(Task goal):
Can you pick up the article on the Dallas Cowboys' contract restructures and continue it from its final sentence?

··· Quoted passage ···

There’s some creative bookkeeping going on with the Dallas Cowboys, and for good read reason. The team recently restructured the contract on All-Pro left tackle Tyron Smith, converting $8.9 million of his salary into a signing bonus, adding a voidable year to the deal and freeing up $7.12 million in cap space. They’ve now also restructured the deal on All-Pro right guard Zack Martin, per Ian Rapoport of NFL Network, freeing up another $8 million in space and leaving some to wonder what the sudden push for cash is truly for. Currently sitting at a projected $17.5 million in cap space for 2020, sources tell CBS Sports it’s not for a looming big name free agency signing.

It’s for Dak Prescott.

Just as the timing of Smith’s restructure with the release of All-Pro safety Earl Thomas from the Baltimore Ravens in August meant nothing in the realm of signing the latter, nor does the move on Martin’s money. The Cowboys remain interested in the controversial safety, per sources, but are also in an unmotivated hold pattern when it comes to him, particularly after signing former Dallas defensive back Brandon Carr — who also spent time at safety in Baltimore recently — in a move owner Jerry Jones labeled as “fortuitous” when asked about Thomas. In play with Carr is a level of ingenius flexibility thanks to the team’s maneuvering of the newfound 2020 practice squad rules, so while Thomas is still on their radar, it’s Prescott’s pockets they’re aiming for.

··· Dataset extract ···

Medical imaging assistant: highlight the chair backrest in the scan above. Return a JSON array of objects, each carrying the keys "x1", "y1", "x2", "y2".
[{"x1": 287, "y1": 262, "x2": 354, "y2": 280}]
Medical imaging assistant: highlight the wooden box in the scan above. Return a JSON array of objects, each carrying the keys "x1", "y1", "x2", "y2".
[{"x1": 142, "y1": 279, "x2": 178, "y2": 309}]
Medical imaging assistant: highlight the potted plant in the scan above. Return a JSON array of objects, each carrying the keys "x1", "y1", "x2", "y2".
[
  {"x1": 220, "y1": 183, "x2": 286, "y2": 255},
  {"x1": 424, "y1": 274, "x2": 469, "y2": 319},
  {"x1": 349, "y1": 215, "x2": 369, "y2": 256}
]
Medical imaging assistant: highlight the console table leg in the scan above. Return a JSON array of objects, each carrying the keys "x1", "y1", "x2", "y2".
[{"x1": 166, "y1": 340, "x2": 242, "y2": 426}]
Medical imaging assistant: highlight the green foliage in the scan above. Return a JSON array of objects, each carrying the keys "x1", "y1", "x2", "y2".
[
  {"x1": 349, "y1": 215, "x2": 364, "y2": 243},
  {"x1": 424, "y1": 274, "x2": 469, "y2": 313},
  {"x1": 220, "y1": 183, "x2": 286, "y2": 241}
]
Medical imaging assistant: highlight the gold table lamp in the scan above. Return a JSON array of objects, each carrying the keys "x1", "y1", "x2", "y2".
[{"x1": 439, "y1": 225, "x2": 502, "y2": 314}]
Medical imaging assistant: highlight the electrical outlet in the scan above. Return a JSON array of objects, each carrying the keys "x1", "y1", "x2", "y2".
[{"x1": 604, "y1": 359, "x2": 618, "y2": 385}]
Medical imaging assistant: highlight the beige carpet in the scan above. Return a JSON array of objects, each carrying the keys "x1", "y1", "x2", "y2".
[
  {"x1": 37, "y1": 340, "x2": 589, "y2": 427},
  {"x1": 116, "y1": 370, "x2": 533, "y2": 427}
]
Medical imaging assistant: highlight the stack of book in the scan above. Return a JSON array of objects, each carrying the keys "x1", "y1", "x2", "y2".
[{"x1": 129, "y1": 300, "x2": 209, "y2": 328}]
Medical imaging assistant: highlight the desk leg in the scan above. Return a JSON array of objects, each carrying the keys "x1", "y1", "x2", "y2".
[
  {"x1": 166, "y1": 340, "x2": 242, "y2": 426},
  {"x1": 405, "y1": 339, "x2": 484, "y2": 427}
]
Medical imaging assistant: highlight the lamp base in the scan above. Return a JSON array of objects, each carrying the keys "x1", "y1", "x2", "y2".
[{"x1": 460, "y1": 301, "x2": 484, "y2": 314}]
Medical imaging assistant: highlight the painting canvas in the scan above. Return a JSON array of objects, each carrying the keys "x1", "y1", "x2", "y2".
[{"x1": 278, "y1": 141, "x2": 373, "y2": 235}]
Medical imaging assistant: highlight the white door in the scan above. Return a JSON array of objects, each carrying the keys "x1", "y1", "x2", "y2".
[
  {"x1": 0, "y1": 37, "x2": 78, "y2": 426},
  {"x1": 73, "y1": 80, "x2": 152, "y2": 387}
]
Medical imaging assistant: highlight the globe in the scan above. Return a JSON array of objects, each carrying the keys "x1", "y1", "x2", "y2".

···
··· Dataset extract ···

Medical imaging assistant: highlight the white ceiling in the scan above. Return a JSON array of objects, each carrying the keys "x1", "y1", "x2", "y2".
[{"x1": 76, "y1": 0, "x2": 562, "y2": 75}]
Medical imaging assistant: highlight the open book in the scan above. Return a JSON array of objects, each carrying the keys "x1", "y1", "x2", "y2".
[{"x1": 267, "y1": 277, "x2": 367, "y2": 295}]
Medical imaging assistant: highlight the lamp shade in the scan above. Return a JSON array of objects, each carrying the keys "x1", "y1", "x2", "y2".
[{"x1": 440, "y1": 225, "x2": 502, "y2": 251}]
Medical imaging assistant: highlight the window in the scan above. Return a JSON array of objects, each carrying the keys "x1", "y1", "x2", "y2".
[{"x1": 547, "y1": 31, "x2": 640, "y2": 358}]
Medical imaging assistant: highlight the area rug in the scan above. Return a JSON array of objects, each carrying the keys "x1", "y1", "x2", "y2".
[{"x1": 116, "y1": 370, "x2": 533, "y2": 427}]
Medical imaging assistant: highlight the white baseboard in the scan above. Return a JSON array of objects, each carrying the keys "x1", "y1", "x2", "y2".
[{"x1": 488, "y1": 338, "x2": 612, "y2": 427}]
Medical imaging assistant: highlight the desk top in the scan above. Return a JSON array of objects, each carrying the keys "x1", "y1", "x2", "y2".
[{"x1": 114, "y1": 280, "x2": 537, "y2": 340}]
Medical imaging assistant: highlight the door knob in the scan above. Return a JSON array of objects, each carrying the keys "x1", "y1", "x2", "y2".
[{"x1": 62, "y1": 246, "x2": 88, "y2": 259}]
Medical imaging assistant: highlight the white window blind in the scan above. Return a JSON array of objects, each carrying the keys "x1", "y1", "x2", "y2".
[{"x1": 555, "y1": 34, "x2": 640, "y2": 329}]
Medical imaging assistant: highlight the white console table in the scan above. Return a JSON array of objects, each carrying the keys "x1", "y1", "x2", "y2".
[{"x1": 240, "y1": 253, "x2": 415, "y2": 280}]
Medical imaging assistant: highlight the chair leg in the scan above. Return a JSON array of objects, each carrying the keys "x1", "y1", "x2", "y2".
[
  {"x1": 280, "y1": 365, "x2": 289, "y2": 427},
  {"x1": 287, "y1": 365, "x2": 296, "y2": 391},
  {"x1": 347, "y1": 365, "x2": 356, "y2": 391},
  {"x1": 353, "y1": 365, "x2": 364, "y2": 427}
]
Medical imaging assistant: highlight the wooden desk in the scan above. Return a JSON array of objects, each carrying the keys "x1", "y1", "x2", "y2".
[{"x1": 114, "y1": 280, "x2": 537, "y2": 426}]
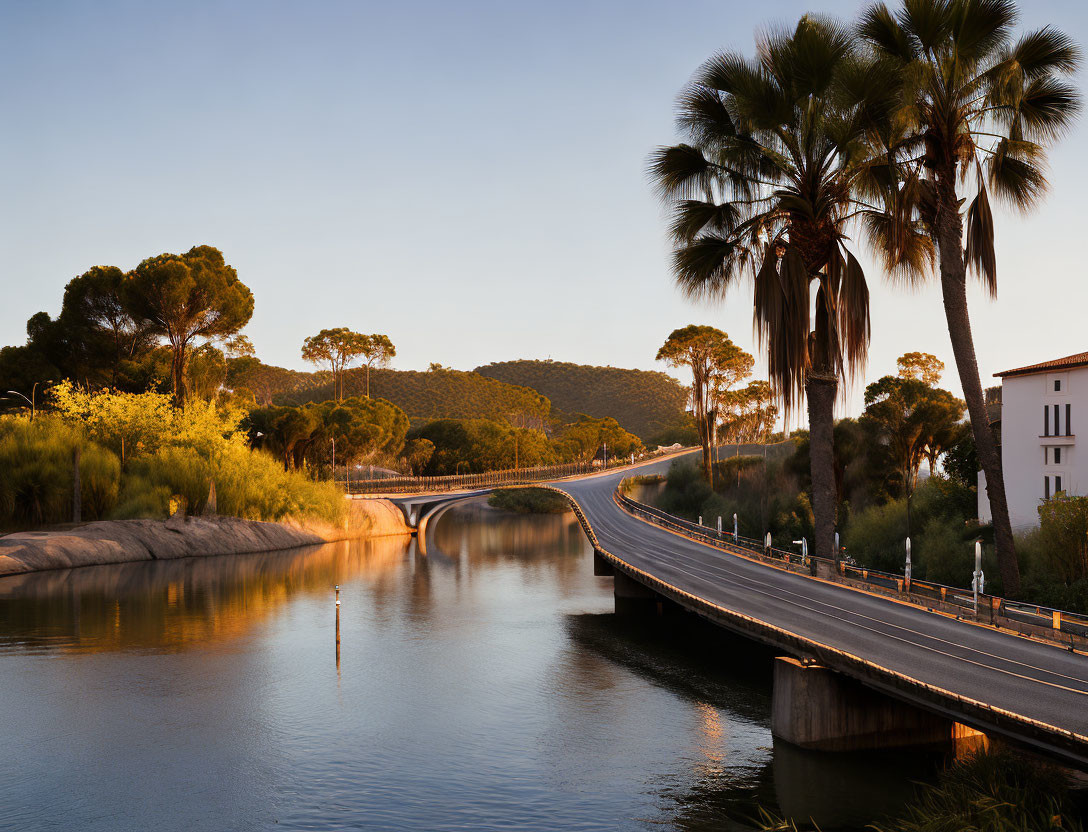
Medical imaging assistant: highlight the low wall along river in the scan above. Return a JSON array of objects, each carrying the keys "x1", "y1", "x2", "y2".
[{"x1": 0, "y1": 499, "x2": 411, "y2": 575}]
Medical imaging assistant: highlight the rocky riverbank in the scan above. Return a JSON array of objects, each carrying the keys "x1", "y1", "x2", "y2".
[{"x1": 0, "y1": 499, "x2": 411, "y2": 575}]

···

(Answer for the task):
Martin, who signed a six-year, $84 million contract extension in 2018, is willing to help in the cause. 

Does this mean nothing ever comes of the interest in Thomas? No, it does not, but it is to say that’s not the financial bullseye as they look ahead to a 2021 season that could see the salary cap decrease by roughly $20 million due to potential revenue losses driven by the ongoing COVID-19 pandemic. With a cap floor already set at $175 million, it’s moving in the wrong direction for the first time in more than a decade, and at the wrong time for the Cowboys. Prescott, who is currently under a franchise tag that pays him $31.4 million in 2020, is set to earn $37.7 million under a second tag if he and the Cowboys whiff a third time on agreeing to a new deal.

The two sides made great progress in their second attempt this offseason and very nearly hammered out terms during a last-minute phone call on July 15 that simply didn’t beat the NFL’s buzzer, locking the two-time Pro Bowler into the tag for 2020.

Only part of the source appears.